*Text passage*.
◆ ◆ ◆ ◆ ◆ ◆ ◆
Section 6627 would not provide either this Court or the Hopkins County District Court personal jurisdiction over Bulkley's writ of mandate even if that statute did confer jurisdiction on the courts it references. This is evident from the text of the statute. Section 6627 allows writs of mandates to be filed against California Public Entities only in "the superior court of the county in which [an interested party] resides." CAL. LABOR CODE § 6627 (emphasis added). Bulkley interprets this to mean that writs of mandate challenging decisions from the Agency can be brought in any trial court where it resides. But in several states, including Texas, lower courts are not referred to as superior courts. Nor are federal district courts. As a result, if Section 6627 was meant to apply to all lower courts—rather than California's superior courts—the California legislature would have said so. After all, the California legislature uses the phrase "superior court" in several other provisions that plainly apply only to California's lower courts—such as California's general venue statute, CAL. CIV. P. § 395, a procedural statute that cannot apply in federal courts. See Thoroughbred Ventures, LLC v. Disman, No. 4:18-cv-318, 2018 WL 3472717, at *2 (E.D. Tex. July 19, 2018) (citing Gasperini v. Ctr. For Humanities, Inc., 518 U.S. 415, 417 (1996) (explaining that, under the Erie doctrine, "federal courts apply state common law but federal procedural rules"). Tellingly, Bulkley has not cited a single case in which a writ of mandate has been filed under Section 6627 outside of California's superior courts. Nor has the Court been able to find one.
◆ ◆ ◆ ◆ ◆ ◆ ◆
*Stated problem 1*. According to the passage on Section 6627, in which court may writs of mandate against California Public Entities be filed?
*Stated problem 2*. Pick up the passage on Section 6627 jurisdiction after its final sentence and write the next few sentences.
◆ ◆ ◆ ◆ ◆ ◆ ◆
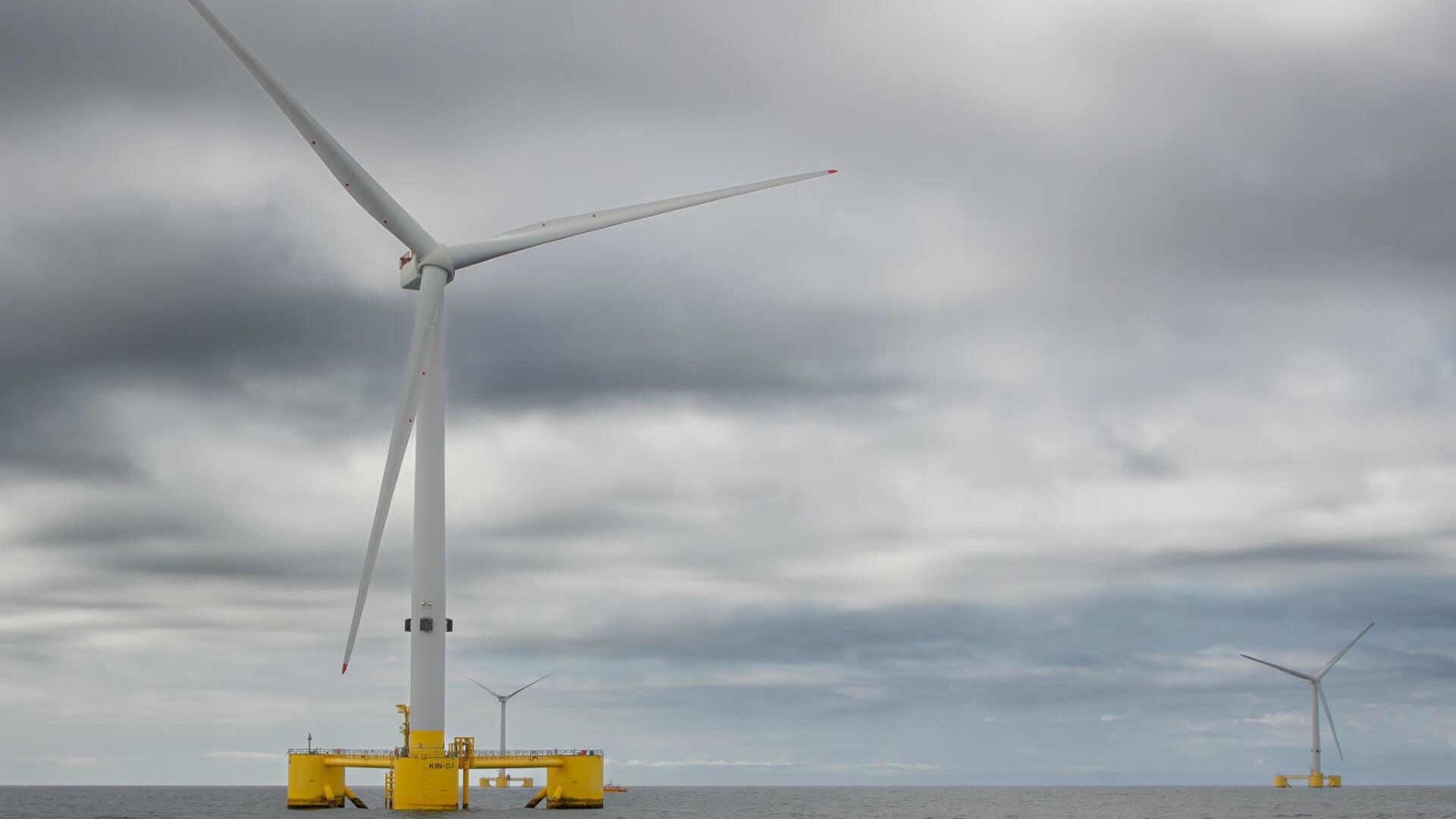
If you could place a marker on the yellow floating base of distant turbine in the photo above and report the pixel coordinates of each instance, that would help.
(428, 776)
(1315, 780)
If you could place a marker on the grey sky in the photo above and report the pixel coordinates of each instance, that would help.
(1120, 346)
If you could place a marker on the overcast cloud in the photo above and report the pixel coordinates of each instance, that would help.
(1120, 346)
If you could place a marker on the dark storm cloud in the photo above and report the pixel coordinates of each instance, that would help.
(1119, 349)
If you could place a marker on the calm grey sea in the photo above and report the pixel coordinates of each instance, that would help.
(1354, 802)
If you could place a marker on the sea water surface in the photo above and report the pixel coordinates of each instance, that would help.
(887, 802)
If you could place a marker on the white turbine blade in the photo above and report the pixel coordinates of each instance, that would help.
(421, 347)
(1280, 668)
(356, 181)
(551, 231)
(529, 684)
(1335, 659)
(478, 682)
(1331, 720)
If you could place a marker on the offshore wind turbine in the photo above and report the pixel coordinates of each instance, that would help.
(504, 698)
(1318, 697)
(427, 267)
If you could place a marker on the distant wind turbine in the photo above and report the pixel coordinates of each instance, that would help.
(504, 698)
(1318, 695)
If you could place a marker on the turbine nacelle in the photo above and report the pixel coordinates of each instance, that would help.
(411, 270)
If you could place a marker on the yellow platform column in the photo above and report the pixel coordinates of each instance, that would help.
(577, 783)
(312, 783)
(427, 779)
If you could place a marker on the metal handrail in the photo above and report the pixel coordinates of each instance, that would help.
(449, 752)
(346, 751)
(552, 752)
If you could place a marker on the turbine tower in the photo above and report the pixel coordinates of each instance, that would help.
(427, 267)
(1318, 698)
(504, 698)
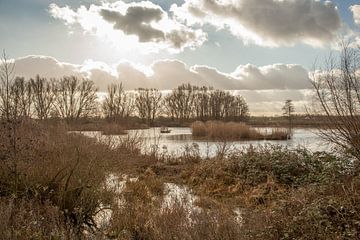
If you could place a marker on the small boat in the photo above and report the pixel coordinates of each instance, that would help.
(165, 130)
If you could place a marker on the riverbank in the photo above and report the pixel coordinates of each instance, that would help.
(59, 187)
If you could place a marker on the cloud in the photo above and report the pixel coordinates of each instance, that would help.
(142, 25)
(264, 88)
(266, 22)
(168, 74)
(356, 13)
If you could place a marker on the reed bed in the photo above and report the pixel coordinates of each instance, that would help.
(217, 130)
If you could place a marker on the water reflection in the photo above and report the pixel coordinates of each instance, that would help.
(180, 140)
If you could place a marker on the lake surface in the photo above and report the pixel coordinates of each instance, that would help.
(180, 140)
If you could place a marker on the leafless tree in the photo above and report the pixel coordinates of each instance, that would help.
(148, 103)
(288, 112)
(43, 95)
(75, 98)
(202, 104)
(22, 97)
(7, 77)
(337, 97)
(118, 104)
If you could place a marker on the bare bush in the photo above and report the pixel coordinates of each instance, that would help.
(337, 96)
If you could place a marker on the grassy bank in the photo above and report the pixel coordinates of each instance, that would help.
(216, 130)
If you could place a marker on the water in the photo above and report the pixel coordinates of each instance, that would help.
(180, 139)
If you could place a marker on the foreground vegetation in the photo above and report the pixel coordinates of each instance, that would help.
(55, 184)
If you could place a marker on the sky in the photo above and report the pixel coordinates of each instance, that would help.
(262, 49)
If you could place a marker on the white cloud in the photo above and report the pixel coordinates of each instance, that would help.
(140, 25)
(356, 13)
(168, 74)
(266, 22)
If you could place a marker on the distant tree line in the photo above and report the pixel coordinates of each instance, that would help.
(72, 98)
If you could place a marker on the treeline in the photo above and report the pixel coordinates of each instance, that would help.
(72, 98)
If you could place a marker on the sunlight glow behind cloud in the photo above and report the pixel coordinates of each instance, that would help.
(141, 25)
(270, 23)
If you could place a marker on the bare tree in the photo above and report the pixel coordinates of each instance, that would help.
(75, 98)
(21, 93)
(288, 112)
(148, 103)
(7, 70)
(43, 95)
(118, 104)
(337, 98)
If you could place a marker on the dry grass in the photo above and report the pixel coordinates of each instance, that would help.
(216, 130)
◆ ◆ ◆ ◆ ◆ ◆ ◆
*Expected answer 1*. Only in the superior court of the county in which an interested party resides.

*Expected answer 2*.
Section 6627's exclusive applicability to California's superior courts is also evident from the statute's legislative history. The California Supreme Court made writs of mandate available to review California administrative decisions in the first place because the California Constitution charges California courts with the sacred role of checking the power of the state's other branches of government. See Bisby v. Pierno, 481 P.2d 242, 242 (Cal. 1971) (emphasis added). It follows that Section 6627's directive that parties are to file writs of mandate in the "superior court" where they reside must refer only to California superior courts. CAL. LABOR CODE § 6627. Bulkley's reading of Section 6627 would allow the California legislature to strip the California judiciary of the role it plays in checking California's other branches of government—potentially in violation of the California Constitution. See Skilling v. United States, 561 U.S. 358, 406 (2010) (quoting Hooper v. California, 155 U.S. 648, 657 (1895)) ("'The elementary rule is that every reasonable construction must be resorted to, in order to save a statute from unconstitutionality.'") (emphasis removed).

The California Supreme Court's determination that administrative decisions are reviewable by California courts through a writ of mandamus is also codified at California Code of Civil Procedure § 1094.5.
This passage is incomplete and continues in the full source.